**Data in this exercise:**
%%

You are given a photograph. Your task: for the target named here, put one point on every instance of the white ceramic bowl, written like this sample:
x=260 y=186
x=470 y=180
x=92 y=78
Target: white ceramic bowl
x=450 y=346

%%
%%

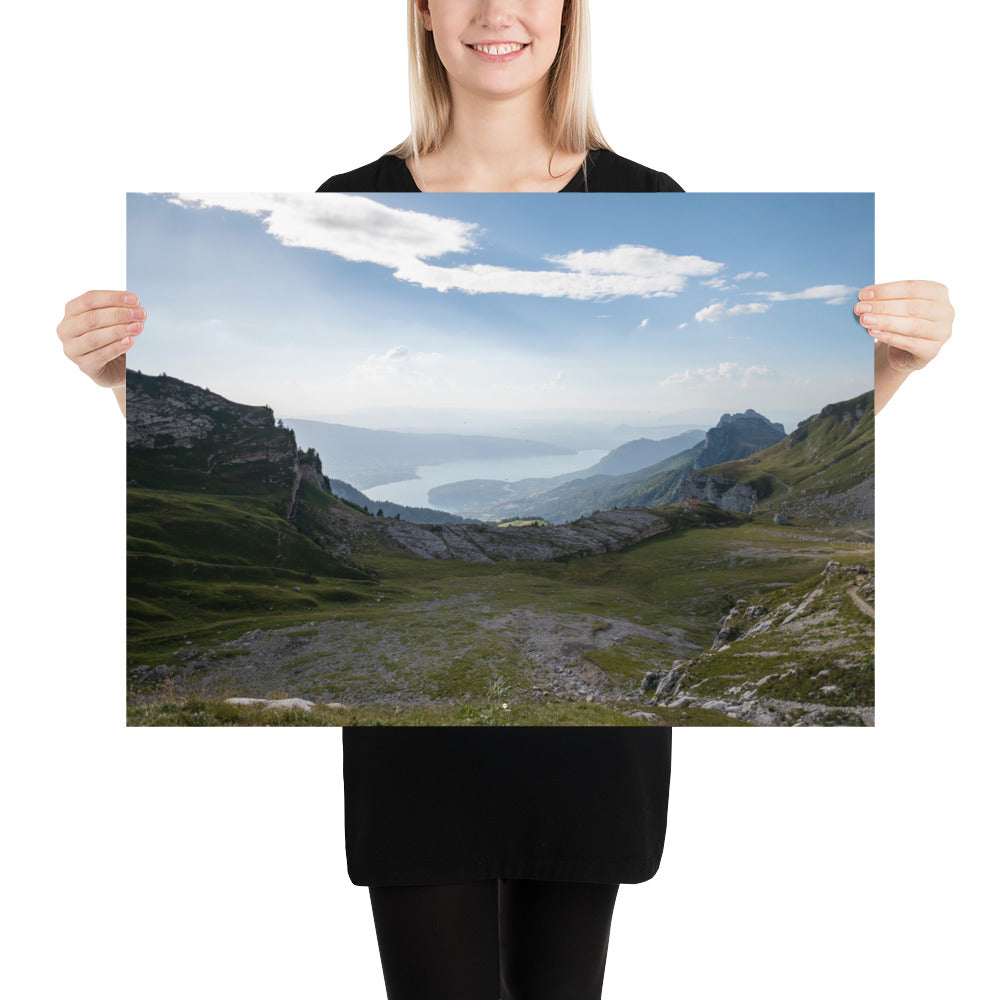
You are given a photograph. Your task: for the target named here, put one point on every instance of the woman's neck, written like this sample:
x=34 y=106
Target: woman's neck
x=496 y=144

%%

**What you are asked to do:**
Rewrite the records from the line with "of the white" up to and including the line with "x=450 y=346", changing "ceramic" to "porcelain" and leaving everything else as it is.

**Written response:**
You are given a photograph. Your task: for the target named here, put one point on every instance of the white porcelain bowl, written like this sample:
x=260 y=186
x=470 y=180
x=92 y=78
Target: white porcelain bowl
x=450 y=346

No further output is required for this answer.